*Work to be completed*: Extract the full listing verbatim and drop any pictures from your copy.

## BEGIN Input material

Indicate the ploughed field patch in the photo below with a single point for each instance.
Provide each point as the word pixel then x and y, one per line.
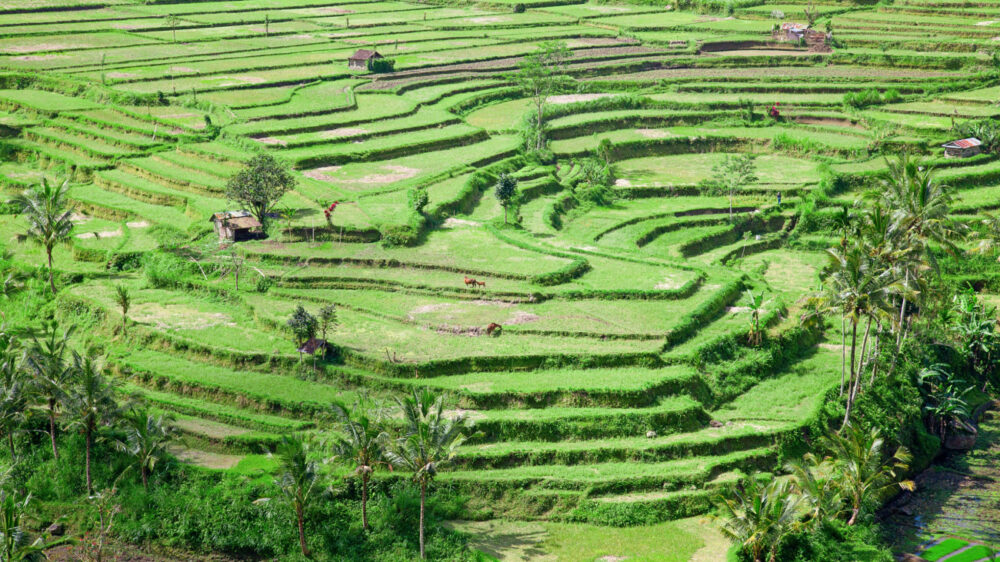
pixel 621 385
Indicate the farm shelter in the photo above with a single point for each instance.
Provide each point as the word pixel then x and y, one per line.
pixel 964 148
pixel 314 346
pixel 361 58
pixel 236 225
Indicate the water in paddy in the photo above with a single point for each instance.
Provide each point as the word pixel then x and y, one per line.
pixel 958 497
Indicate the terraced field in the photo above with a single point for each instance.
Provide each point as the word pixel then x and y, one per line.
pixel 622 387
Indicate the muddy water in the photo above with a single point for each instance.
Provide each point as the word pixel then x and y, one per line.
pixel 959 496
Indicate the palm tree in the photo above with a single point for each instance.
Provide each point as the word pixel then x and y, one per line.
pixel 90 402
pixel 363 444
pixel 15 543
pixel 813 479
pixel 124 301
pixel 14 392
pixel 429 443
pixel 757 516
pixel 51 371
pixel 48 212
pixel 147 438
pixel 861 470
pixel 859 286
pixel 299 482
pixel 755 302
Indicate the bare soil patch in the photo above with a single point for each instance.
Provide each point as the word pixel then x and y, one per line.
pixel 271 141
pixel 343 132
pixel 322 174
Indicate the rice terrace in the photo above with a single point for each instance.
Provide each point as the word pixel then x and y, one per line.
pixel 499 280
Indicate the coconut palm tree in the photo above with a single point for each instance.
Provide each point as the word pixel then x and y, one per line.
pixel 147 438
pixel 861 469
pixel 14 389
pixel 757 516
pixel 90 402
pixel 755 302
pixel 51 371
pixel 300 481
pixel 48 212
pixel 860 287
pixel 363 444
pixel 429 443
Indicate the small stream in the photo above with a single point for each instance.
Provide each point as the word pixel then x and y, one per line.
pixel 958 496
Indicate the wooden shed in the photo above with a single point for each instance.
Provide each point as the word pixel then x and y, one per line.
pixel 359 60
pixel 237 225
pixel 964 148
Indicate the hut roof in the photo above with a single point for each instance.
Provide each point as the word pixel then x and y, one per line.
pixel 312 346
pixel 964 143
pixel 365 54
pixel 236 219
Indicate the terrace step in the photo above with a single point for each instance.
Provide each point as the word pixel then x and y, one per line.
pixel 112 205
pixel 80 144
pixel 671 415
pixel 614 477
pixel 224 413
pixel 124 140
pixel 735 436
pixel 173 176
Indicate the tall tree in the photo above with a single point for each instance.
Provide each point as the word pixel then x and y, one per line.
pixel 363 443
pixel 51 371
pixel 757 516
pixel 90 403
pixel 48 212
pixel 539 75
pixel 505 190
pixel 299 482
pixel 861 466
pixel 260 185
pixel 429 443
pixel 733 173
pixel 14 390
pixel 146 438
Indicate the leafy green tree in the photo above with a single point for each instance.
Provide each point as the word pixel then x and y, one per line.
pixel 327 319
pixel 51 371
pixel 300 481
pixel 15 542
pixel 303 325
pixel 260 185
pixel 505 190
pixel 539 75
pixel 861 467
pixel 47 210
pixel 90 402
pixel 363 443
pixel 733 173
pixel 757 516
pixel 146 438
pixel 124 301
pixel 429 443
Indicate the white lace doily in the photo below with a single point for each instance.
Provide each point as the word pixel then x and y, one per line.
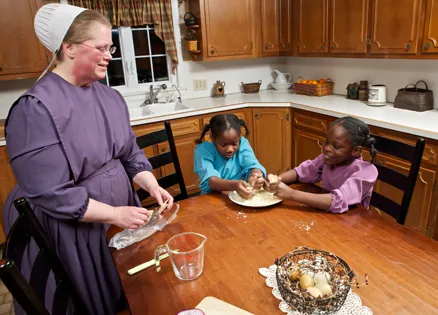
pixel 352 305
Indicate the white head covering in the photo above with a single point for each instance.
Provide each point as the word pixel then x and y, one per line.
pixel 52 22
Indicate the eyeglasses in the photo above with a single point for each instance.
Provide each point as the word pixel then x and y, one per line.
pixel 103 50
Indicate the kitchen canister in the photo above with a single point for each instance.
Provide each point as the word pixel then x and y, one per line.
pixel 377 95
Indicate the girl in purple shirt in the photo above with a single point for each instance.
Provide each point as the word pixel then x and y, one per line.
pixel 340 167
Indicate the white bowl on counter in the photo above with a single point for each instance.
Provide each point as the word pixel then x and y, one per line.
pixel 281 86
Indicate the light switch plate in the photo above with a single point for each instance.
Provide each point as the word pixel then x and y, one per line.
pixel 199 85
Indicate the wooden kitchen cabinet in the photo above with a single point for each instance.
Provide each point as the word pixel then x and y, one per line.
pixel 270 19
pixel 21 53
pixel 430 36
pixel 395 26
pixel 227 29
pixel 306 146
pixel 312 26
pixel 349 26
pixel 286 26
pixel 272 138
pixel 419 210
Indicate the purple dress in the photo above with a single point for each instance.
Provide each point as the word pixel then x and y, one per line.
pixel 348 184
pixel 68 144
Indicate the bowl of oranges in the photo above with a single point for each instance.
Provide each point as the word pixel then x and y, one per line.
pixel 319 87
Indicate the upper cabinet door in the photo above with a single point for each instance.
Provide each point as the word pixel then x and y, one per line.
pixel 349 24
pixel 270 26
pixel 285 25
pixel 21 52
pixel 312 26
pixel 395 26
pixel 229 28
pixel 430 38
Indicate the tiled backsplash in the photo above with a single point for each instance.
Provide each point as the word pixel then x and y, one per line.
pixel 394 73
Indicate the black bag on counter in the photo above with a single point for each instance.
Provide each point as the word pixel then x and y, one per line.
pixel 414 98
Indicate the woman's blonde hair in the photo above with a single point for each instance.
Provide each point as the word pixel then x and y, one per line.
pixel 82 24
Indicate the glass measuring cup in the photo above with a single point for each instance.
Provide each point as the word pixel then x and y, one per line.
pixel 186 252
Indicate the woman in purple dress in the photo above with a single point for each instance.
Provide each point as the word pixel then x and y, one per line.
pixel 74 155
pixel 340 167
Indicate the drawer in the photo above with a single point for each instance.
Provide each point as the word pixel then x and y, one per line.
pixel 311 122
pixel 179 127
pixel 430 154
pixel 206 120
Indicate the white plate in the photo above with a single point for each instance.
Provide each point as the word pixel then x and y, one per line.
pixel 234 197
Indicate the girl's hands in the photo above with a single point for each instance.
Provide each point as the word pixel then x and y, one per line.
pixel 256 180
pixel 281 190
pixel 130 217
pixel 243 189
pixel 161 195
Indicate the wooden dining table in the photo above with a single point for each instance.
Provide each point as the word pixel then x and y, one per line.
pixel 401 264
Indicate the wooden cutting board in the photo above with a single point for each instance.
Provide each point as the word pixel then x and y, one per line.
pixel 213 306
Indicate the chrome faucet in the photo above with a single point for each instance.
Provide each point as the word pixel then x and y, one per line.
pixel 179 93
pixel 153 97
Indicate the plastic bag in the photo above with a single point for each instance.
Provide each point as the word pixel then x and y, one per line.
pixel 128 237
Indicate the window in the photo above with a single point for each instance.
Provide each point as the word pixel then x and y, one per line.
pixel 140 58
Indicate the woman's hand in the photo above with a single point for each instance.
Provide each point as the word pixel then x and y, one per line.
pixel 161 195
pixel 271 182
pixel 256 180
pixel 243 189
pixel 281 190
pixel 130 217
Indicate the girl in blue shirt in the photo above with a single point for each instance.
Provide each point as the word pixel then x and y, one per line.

## END Input material

*Answer for the task*:
Indicate the ploughed field patch in the photo below with a single point for each instance.
Provide each point as the word pixel then x and y, one per line.
pixel 621 385
Indicate the farm shelter in the photo above with a single point for each instance.
Provide each point as the word pixel then x and y, one per line.
pixel 964 148
pixel 314 346
pixel 361 58
pixel 236 225
Indicate the water in paddy in the photo above with a single point for each instance.
Provide each point as the word pixel then x and y, one per line.
pixel 958 497
Indicate the terraced field in the photo above with a single point for each instance.
Provide each point as the word pixel then x and y, one per line.
pixel 622 387
Indicate the muddy water in the photo above with a single point for each instance.
Provide each point as the word pixel then x and y, one per line.
pixel 959 496
Indicate the palm tree in the photo above with a single point for each instance.
Provide each point as the word pixel then x and y, one per line.
pixel 90 402
pixel 363 444
pixel 15 543
pixel 813 479
pixel 124 301
pixel 14 392
pixel 429 443
pixel 757 516
pixel 51 371
pixel 48 212
pixel 147 438
pixel 861 470
pixel 859 286
pixel 299 482
pixel 755 302
Indicate the bare soil patch in the photo above with a single point for each instance.
Provide each point as the word pixel then x and y, one per line.
pixel 271 141
pixel 343 132
pixel 322 174
Indicate the rice terrace in the photo above with a single point for each instance.
Provide each point as the word pixel then x and y, one per line.
pixel 499 280
Indicate the coconut palm tree in the photo above with a single point for each instance.
Provide each point as the word pixel then x and y, one per line.
pixel 147 438
pixel 861 469
pixel 14 389
pixel 757 516
pixel 90 402
pixel 755 302
pixel 51 371
pixel 300 481
pixel 48 212
pixel 860 287
pixel 363 444
pixel 429 443
Indicate the small stream in the photo above with a single point for each instance.
Provide each point as the word pixel then x and y, one per line.
pixel 958 496
Indicate the wooden shed in the photo above with a single point for each instance.
Provide each point as the word pixel then x and y, one per line.
pixel 359 60
pixel 237 225
pixel 964 148
Indicate the hut roof in the photo above with a single point for each instance.
Provide each point as the word pixel then x and y, one per line.
pixel 312 346
pixel 964 143
pixel 365 54
pixel 236 219
Indicate the terrace step in the photo above with a single point for each instance.
Provide each point as the word pixel then x and y, one per line.
pixel 112 205
pixel 80 144
pixel 671 415
pixel 614 477
pixel 224 413
pixel 124 140
pixel 735 436
pixel 173 176
Indicate the tall tree in the photo above with a single point for each instance.
Provide each point as the word pixel then x and y, one per line.
pixel 363 443
pixel 51 371
pixel 757 516
pixel 90 403
pixel 48 212
pixel 539 75
pixel 505 190
pixel 299 482
pixel 861 466
pixel 260 185
pixel 429 443
pixel 733 173
pixel 14 390
pixel 146 438
Indicate the leafy green tree in the photo above with a single point for each instance.
Provide each point as the word pixel then x and y, one per line.
pixel 327 319
pixel 51 371
pixel 300 481
pixel 15 542
pixel 303 325
pixel 260 185
pixel 505 190
pixel 539 75
pixel 861 467
pixel 47 210
pixel 90 402
pixel 363 443
pixel 733 173
pixel 757 516
pixel 146 438
pixel 124 301
pixel 429 443
Indicate the white lace doily in the photo below with a single point for each instance.
Provide each point as the word pixel then x and y, one per line.
pixel 352 305
Indicate the white head covering in the photo above with a single point for each instance.
Provide each point as the word pixel then x and y, one per line.
pixel 52 22
Indicate the eyeglasses in the photo above with a single point for each instance.
Provide each point as the word pixel then x and y, one per line.
pixel 103 50
Indicate the kitchen canister in the photo above with a single point for each instance.
Provide each point as the word pixel then x and y, one per line.
pixel 377 95
Indicate the girl in purple shirt in the photo above with a single point for each instance.
Provide each point as the word pixel then x and y, one per line.
pixel 340 167
Indicate the white bowl on counter in the photo above with a single point for each instance.
Provide each point as the word pixel then x and y, one per line.
pixel 281 86
Indicate the light switch plate in the photo above with a single point for each instance.
Provide each point as the word pixel then x and y, one per line.
pixel 199 85
Indicate the wooden kitchen cabinet in the photo above with a single point for each instance.
Provide each point as the word pixel then x and y, one per line.
pixel 270 19
pixel 21 53
pixel 430 36
pixel 395 26
pixel 227 29
pixel 306 146
pixel 312 26
pixel 349 26
pixel 286 26
pixel 272 138
pixel 419 210
Indicate the purple dress in the photo above with a single point for each instance.
Provide each point as the word pixel then x and y, one per line.
pixel 348 184
pixel 68 144
Indicate the bowl of oranges in the photo above with a single point for each instance.
Provide each point as the word pixel then x and y, one per line.
pixel 319 87
Indicate the upper cabinet door in the photo above with a single point for each instance.
Provide each point as the word pixel then x and y, one per line.
pixel 349 24
pixel 270 26
pixel 285 25
pixel 21 52
pixel 312 26
pixel 395 26
pixel 229 28
pixel 430 38
Indicate the tiled backsplash in the photo above with a single point for each instance.
Provide each point as the word pixel then x and y, one per line.
pixel 394 73
Indicate the black bag on counter in the photo above with a single point for each instance.
Provide each point as the word pixel then x and y, one per line.
pixel 414 98
Indicate the woman's blonde hair in the photo above with a single point for each instance.
Provide each point as the word pixel then x and y, one per line.
pixel 82 24
Indicate the glass measuring cup in the photo above with a single point for each instance.
Provide each point as the word pixel then x and y, one per line.
pixel 186 252
Indicate the woman in purple dress in the photo above with a single point for each instance.
Provide each point as the word pixel then x and y, one per line.
pixel 74 155
pixel 340 167
Indicate the drawer in the photo above with a single point for each instance.
Provide each point as the word pixel then x and y, one per line.
pixel 311 122
pixel 179 127
pixel 430 154
pixel 206 120
Indicate the white plate in the photo above with a single point for each instance.
Provide each point as the word pixel then x and y, one per line.
pixel 234 197
Indicate the girl's hands in the photo above with a single point for each instance.
Provide each point as the word pixel then x and y, one per line.
pixel 256 180
pixel 281 190
pixel 130 217
pixel 243 189
pixel 161 195
Indicate the wooden dining table in the photo above with a single point for each instance.
Provide each point as the word pixel then x and y, one per line.
pixel 401 264
Indicate the wooden cutting board in the photo above with a single point for each instance.
Provide each point as the word pixel then x and y, one per line.
pixel 213 306
Indicate the chrome faucet in the photo above with a single point for each instance.
Provide each point as the word pixel then x and y, one per line.
pixel 179 93
pixel 153 97
Indicate the plastic bag in the photo above with a single point for each instance.
Provide each point as the word pixel then x and y, one per line.
pixel 128 237
Indicate the window in the photo above with a single point for each instance.
Provide each point as the word pixel then x and y, one per line.
pixel 140 58
Indicate the woman's hand in the photo above with a single point for each instance.
Provide each point as the word pixel then x and y, one per line.
pixel 161 195
pixel 271 182
pixel 256 180
pixel 243 189
pixel 281 190
pixel 130 217
Indicate the girl in blue shirt in the photo above with a single point for each instance.
Provide each point as the word pixel then x and y, one per line.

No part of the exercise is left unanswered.